Task requirements:
a) Using the assertiveness article, explain in one to three sentences why practicing saying no helps a person become more assertive.
b) Please decide whether each statement agrees with the assertiveness article, answering yes or no and quoting the deciding words: (i) The author treats assertiveness as more a matter of practice and strategy than inborn nature. (ii) The author turned down the extra project at work. (iii) The article recommends starting with large requests when learning to say no.

8 ways to be a more assertive person, even if it isn’t in your nature

Ethan Sterling by Ethan Sterling | November 6, 2024, 12:27 pm

Do you often find yourself hesitating to speak up or assert your needs, even though you know it’s important?

I used to struggle with this myself, feeling like assertiveness was a trait I simply didn’t possess.

But over time, I discovered that assertiveness is more about practice and strategy than inherent nature.

In this article, I’ll share eight practical strategies that helped me—and can help you—become more assertive, even if it doesn’t come naturally.

These techniques aren’t about changing who you are, but about learning how to communicate your needs and boundaries with confidence.

1) Practice saying no

The ability to say “no” is a crucial part of being assertive. 

When you say no, you’re showing that you know your limits and respect your own time and energy. Moreover, each time you do it, you build self-esteem and confidence.

But saying “no” can be incredibly difficult, particularly if you’re not used to it.

Many of us worry about the potential consequences – Will this upset the person? Will I come across as rude or unhelpful?

Here’s the thing though – saying “no” doesn’t make you a bad person. In fact, it shows that you value yourself and your time. And most people will respect you for it.

To overcome this fear, start small. Try saying “no” to minor requests that you don’t have the time or energy for.

With practice, it will become easier and you’ll find that you can express your needs more assertively without feeling guilty or anxious.

2) Communicate clearly and directly

One thing I’ve learned on my journey toward becoming more assertive is the importance of clear and direct communication.

I remember a time when I was asked to take on an extra project at work.

I was already swamped with tasks and the thought of adding another to my plate was overwhelming. But instead of expressing this, I said yes because I didn’t want to disappoint my boss.

The result?

I was stressed, overworked, and the quality of all my work suffered.

I realized then that I could’ve handled the situation differently.

Instead of immediately agreeing, I could’ve communicated my current workload and expressed concerns about the additional project.

So now, whether it’s with colleagues or friends, I make it a point to express my thoughts and feelings directly. If something isn’t working for me, I say so. If I can’t take on more work, I communicate that.

This approach has not only decreased my stress levels but also improved my relationships because people know where they stand with me.

(Source records)
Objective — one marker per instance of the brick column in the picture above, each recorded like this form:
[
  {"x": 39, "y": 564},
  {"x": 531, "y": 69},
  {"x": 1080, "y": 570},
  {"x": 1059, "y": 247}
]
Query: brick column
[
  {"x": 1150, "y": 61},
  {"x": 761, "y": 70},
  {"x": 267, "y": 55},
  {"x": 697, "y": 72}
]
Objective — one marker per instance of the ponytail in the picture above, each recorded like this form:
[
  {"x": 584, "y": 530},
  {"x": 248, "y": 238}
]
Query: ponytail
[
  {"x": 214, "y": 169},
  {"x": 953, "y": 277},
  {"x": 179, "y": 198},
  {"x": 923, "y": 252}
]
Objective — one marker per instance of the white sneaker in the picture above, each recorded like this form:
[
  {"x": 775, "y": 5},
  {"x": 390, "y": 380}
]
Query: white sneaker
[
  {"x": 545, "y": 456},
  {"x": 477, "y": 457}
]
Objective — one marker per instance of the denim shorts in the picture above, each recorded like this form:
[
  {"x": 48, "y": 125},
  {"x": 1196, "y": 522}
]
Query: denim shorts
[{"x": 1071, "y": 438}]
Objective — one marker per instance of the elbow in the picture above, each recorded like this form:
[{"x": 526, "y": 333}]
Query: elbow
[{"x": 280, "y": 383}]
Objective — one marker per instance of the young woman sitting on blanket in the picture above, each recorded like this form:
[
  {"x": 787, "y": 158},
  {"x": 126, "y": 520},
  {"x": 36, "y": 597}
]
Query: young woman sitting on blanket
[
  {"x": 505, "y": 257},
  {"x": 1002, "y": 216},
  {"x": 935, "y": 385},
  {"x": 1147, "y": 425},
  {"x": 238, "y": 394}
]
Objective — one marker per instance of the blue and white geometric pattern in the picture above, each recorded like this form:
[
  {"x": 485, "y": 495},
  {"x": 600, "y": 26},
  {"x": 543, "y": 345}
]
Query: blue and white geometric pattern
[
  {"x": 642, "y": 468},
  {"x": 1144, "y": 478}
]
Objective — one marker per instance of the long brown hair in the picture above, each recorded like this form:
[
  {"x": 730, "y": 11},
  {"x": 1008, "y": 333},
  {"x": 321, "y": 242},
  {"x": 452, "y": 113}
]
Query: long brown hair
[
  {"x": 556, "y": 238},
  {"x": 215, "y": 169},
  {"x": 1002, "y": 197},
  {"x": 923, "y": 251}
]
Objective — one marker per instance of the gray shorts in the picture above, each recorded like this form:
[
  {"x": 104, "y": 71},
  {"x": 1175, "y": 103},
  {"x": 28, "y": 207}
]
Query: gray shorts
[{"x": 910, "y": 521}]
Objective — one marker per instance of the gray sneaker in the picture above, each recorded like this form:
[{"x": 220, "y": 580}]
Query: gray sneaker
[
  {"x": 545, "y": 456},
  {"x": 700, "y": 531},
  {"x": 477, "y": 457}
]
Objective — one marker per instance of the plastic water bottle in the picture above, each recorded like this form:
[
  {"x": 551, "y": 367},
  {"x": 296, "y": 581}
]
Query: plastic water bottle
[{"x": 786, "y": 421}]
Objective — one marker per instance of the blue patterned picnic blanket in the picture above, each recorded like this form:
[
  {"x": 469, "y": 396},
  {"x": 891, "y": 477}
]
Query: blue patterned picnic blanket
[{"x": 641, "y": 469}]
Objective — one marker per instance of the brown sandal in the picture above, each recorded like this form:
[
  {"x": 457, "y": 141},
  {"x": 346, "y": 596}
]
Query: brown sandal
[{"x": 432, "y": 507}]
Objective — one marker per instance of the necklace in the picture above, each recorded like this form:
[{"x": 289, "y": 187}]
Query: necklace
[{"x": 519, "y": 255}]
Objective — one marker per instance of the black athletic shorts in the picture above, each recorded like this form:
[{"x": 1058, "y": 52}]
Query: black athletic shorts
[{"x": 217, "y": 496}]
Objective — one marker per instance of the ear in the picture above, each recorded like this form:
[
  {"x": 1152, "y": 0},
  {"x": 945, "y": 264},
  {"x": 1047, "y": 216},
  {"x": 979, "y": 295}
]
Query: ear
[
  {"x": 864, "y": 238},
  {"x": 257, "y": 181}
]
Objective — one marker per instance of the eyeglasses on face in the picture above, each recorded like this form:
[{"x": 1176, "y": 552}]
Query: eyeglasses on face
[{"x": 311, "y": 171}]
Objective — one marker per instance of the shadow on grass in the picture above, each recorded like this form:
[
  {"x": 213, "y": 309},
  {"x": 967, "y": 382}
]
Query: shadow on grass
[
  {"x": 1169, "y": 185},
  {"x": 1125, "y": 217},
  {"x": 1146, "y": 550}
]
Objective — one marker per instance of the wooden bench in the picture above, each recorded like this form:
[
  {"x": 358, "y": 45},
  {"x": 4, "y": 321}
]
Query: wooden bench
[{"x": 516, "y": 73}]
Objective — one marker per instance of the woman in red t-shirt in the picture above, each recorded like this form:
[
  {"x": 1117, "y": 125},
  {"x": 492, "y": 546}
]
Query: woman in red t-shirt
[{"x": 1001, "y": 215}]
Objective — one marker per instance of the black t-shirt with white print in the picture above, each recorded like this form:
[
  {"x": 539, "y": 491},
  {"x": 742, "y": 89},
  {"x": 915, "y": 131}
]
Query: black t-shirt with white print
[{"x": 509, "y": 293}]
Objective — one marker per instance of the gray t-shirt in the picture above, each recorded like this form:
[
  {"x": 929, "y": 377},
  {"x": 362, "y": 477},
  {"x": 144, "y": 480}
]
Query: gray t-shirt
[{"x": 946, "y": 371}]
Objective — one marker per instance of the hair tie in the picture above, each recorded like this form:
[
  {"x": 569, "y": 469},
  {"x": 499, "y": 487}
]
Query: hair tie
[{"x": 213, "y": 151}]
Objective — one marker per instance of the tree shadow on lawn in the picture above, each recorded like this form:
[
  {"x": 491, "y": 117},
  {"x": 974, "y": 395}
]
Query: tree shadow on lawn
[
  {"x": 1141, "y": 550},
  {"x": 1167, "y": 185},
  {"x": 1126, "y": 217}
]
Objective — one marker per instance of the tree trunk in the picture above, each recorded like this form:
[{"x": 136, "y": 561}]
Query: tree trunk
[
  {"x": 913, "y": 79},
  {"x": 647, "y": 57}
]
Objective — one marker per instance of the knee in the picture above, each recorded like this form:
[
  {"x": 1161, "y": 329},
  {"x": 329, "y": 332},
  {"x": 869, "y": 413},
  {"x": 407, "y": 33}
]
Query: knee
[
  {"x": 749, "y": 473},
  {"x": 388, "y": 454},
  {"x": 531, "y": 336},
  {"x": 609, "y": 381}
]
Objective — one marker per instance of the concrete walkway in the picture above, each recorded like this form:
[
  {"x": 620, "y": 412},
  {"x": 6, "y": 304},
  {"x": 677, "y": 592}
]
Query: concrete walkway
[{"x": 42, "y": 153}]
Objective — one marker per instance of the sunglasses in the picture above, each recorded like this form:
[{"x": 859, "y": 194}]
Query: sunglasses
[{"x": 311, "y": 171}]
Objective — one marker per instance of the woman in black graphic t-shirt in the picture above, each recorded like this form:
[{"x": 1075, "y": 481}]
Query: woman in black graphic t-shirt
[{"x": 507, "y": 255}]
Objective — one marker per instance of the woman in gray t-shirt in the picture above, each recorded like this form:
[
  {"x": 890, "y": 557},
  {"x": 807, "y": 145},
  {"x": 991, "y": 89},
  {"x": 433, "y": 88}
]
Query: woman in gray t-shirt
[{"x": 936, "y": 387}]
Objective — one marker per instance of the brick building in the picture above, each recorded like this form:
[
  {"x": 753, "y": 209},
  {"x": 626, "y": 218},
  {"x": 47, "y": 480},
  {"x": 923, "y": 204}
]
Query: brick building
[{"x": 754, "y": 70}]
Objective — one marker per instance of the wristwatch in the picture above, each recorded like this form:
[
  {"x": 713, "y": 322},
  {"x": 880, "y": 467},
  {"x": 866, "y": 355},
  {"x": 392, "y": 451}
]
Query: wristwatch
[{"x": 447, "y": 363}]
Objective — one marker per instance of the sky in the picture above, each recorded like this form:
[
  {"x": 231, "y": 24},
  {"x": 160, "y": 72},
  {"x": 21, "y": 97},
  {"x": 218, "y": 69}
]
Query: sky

The responses:
a) Saying no shows that you know your limits and respect your own time and energy. Each time you do it, you build self-esteem and confidence.

b)
(i) Yes: "assertiveness is more about practice and strategy than inherent nature"
(ii) No: "I said yes because I didn’t want to disappoint my boss"
(iii) No: "start small. Try saying “no” to minor requests"